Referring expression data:
__________________________________________________

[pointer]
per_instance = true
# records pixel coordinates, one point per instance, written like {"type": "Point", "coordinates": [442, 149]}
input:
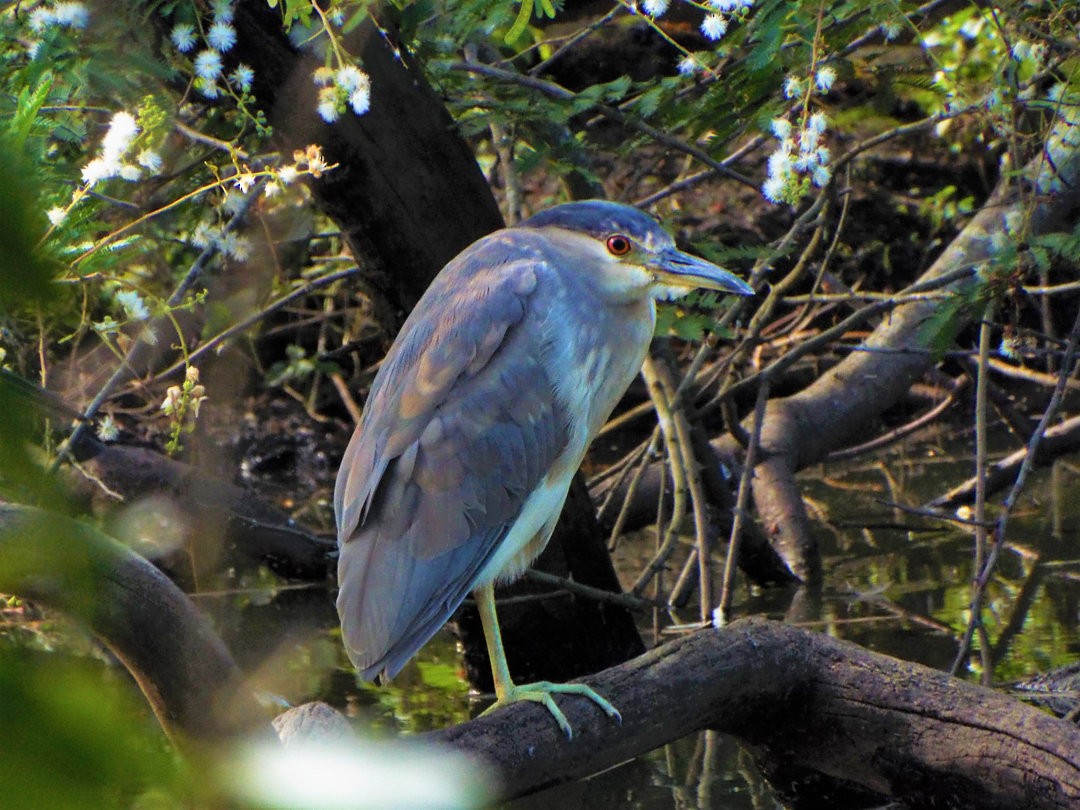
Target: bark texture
{"type": "Point", "coordinates": [802, 700]}
{"type": "Point", "coordinates": [185, 671]}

__________________________________________________

• **Task statement**
Give back every record above word for word; the pictures have no place in it.

• **Task solution**
[pointer]
per_instance = true
# records pixel coordinates, one point per instance, written like {"type": "Point", "coordinates": [442, 149]}
input:
Target: bark texture
{"type": "Point", "coordinates": [802, 700]}
{"type": "Point", "coordinates": [185, 671]}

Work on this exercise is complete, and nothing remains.